* start Records for the task *

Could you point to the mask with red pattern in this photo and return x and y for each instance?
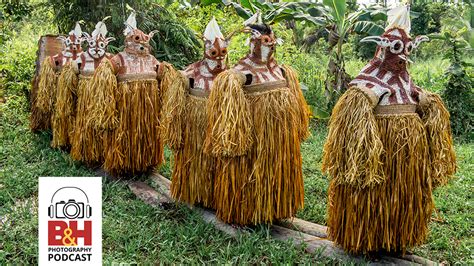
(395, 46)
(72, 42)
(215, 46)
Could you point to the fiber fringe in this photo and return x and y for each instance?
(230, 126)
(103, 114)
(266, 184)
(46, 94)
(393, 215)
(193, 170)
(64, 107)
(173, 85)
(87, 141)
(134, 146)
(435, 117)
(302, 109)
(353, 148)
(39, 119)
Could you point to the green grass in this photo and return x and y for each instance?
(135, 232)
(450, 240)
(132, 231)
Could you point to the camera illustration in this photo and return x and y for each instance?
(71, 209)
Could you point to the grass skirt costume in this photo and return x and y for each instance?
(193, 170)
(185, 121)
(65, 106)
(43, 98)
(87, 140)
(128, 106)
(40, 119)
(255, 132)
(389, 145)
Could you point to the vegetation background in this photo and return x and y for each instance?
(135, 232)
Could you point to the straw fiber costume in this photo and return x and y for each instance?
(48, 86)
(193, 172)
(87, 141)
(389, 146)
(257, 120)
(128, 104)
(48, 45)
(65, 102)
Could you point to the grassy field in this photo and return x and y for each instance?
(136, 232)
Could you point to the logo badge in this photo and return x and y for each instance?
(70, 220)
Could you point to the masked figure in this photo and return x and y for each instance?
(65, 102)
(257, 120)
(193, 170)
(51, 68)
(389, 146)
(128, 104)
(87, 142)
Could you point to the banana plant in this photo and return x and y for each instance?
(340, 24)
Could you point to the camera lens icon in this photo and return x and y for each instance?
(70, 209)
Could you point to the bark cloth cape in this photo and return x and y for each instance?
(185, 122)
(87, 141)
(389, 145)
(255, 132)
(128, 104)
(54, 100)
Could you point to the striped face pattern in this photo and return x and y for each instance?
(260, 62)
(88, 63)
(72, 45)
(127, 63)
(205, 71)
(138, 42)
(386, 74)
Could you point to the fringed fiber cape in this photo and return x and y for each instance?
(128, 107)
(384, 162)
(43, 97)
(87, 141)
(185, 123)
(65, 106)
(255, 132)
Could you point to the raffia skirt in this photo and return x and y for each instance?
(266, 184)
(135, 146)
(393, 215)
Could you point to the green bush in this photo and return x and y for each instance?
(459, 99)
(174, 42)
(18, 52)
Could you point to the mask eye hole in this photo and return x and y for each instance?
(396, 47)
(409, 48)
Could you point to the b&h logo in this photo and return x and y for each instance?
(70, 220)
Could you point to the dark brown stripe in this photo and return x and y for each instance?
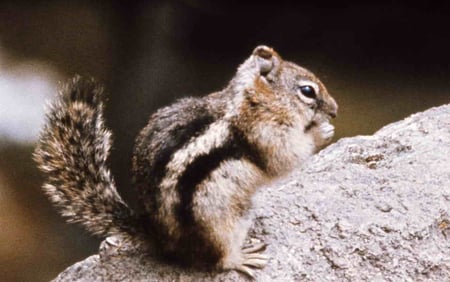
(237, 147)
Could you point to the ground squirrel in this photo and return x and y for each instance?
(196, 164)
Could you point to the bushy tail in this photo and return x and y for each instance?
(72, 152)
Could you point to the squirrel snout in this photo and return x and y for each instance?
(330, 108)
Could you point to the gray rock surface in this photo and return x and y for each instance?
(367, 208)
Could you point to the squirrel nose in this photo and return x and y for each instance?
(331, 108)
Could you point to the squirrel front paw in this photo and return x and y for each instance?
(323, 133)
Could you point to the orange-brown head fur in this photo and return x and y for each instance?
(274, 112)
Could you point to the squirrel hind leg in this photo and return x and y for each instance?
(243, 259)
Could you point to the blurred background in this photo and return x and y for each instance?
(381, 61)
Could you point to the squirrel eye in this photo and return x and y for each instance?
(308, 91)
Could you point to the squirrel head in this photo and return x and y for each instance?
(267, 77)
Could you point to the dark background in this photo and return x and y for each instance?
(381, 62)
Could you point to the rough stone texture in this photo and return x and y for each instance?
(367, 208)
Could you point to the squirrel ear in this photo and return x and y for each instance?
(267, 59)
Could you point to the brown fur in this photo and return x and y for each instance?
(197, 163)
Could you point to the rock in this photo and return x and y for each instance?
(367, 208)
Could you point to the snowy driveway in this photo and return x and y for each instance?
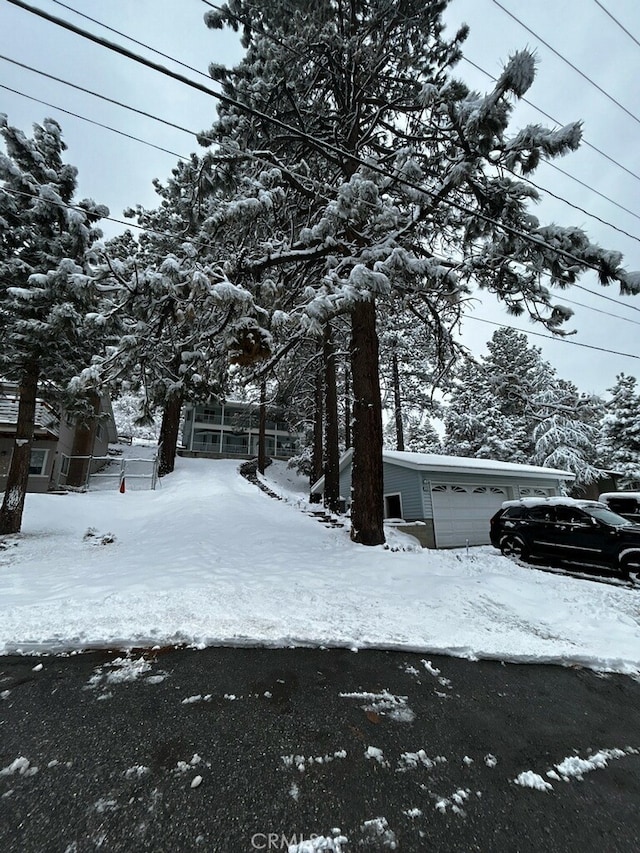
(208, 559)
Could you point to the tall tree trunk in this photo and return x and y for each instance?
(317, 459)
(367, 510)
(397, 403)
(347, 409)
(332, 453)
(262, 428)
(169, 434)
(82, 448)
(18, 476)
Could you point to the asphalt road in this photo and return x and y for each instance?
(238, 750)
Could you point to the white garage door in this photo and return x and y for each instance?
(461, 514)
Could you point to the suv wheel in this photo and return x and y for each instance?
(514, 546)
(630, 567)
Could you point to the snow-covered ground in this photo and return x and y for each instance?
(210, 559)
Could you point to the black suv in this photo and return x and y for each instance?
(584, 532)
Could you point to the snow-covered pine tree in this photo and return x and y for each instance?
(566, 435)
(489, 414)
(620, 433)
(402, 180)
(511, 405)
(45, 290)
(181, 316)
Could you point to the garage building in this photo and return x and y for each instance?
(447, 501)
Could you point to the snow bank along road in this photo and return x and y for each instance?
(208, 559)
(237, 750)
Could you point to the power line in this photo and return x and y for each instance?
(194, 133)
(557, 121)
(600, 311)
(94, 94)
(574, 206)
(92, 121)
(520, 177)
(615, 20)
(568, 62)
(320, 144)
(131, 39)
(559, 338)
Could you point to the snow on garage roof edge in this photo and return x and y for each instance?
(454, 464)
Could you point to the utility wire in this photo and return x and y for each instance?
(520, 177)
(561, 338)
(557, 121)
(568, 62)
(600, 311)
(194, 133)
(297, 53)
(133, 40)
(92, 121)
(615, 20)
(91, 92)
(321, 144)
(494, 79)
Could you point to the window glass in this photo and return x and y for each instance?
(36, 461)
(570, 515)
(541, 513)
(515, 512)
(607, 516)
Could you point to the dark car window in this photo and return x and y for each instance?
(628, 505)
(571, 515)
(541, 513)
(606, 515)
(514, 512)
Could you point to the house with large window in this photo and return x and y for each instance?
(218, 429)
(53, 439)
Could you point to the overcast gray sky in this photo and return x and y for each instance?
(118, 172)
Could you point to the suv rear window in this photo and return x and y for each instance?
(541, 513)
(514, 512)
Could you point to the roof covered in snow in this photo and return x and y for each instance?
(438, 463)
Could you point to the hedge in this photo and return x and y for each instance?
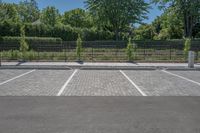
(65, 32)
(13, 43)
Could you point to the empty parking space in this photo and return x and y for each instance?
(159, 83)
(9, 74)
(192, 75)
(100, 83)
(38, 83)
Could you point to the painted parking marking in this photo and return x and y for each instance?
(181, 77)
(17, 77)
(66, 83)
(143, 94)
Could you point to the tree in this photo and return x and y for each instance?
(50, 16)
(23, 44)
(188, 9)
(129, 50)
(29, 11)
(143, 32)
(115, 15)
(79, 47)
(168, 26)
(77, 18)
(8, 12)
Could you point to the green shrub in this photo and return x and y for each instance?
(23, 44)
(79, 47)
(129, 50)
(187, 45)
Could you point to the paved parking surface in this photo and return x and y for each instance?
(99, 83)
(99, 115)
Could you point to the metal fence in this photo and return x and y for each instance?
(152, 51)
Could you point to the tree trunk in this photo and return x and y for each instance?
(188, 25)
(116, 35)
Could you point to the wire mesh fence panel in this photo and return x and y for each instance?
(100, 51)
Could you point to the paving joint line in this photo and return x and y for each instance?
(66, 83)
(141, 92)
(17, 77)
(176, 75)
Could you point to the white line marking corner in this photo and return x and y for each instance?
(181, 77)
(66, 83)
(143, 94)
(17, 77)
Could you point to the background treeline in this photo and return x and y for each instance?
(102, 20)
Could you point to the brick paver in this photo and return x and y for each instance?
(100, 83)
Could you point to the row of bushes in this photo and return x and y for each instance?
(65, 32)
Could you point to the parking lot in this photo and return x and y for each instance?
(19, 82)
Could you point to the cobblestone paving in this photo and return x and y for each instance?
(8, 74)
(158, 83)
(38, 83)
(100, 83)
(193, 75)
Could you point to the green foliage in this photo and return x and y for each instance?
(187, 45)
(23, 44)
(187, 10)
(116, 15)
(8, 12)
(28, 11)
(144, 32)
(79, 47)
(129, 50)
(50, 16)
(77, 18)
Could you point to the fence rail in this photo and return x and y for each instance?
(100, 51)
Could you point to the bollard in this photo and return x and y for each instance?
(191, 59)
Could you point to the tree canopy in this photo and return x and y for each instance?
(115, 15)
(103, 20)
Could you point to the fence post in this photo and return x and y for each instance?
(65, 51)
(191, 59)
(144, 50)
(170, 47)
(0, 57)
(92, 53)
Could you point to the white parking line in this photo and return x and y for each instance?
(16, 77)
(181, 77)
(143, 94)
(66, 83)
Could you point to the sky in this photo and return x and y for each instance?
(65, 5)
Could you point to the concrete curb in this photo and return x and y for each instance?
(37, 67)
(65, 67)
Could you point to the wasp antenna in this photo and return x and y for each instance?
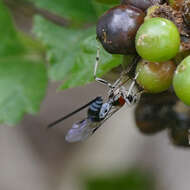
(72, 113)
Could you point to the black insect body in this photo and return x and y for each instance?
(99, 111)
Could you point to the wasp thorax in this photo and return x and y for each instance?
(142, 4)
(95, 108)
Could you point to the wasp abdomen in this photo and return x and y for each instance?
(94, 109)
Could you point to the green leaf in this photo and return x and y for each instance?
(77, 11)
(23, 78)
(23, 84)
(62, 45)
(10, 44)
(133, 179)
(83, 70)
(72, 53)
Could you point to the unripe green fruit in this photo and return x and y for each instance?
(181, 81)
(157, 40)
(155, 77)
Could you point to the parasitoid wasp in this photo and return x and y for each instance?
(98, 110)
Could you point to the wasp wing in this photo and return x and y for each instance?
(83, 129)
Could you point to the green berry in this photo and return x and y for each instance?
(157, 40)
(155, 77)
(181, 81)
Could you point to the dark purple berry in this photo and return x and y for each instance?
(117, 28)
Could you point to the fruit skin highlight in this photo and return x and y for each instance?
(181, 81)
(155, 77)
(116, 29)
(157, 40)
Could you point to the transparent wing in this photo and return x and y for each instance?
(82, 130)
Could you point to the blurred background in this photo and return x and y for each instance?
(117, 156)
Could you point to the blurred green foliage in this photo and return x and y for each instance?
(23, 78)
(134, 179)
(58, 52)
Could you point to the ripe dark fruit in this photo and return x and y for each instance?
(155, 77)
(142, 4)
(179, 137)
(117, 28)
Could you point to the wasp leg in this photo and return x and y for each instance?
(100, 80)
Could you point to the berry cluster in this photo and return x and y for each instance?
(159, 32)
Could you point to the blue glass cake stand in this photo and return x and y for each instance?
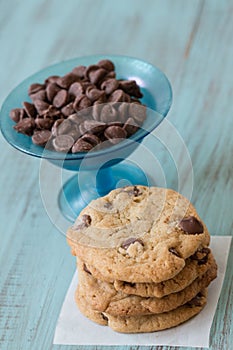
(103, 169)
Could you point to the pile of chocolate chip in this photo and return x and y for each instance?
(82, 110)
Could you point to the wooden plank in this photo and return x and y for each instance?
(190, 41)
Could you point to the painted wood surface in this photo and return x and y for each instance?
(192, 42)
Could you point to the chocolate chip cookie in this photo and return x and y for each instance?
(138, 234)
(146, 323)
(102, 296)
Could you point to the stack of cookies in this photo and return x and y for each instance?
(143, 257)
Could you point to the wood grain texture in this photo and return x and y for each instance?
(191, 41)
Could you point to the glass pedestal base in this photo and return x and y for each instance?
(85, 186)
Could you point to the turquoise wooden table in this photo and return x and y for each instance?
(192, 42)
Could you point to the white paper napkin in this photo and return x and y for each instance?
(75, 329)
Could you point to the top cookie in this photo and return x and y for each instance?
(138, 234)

* end Records for the task *

> **Problem requirements**
Each line from the one containing "Could you point to the wasp wing" through the last line of the entries above is to be extracted exactly. Pictures are not part of the copy.

> **Answer in full**
Could you point to the wasp wing in this photo and return x and y for each instance?
(83, 129)
Could you point to the green berry in this photo and return x and y for each instance?
(157, 40)
(155, 77)
(181, 81)
Could you point to the dark purple berry in this photo and return x and y for each instance?
(117, 28)
Could you point to the fruit skin highlight in this photo and return x and y for each instance?
(181, 81)
(155, 77)
(116, 29)
(157, 40)
Could you point to the transparent wing in this photo and return x and y for each instance?
(82, 130)
Could you point to the blurred background in this photo and return x and y for each instance?
(117, 156)
Could you point to the blurred green foliage in this photo and return x and y for each instance?
(23, 78)
(134, 179)
(58, 52)
Could you point to the ripe dark fruit in this photo and return x and y for each instance?
(155, 77)
(142, 4)
(179, 137)
(117, 28)
Could you point to the wasp leg in this photo and return x and y for each instance?
(100, 80)
Could you point to the berry cluster in this photo and return x and y for each instance?
(159, 32)
Could you point to the blue glass cake stand in this photo and return x and y for each instance?
(103, 169)
Could you point to the pile of chocolate chip in this photo and return x and y for each instance?
(82, 110)
Could you point to the wooden plank in this photo and return x and y for each instance?
(190, 41)
Could you point to the painted wood surface in this photo and return x and y for each instance?
(192, 42)
Could you point to the chocolate chip cookie in this photo and return x and y for each instance?
(138, 234)
(146, 323)
(102, 296)
Could you point to the stack of cookies in this photo and return x and y for each instance?
(143, 257)
Could you point to the wood grain texture in this photo and return x and y for each instance?
(191, 41)
Could you point to the glass pedestal base in this photo and return x and y for each instance?
(85, 186)
Could you point to the turquoise wooden table in this photo and return x and y for each instance?
(192, 42)
Could you point to the white paper napkin in this photo and return x and y for each instance?
(75, 329)
Could you point to the top cookie in this photo and return x and y for each instance?
(138, 234)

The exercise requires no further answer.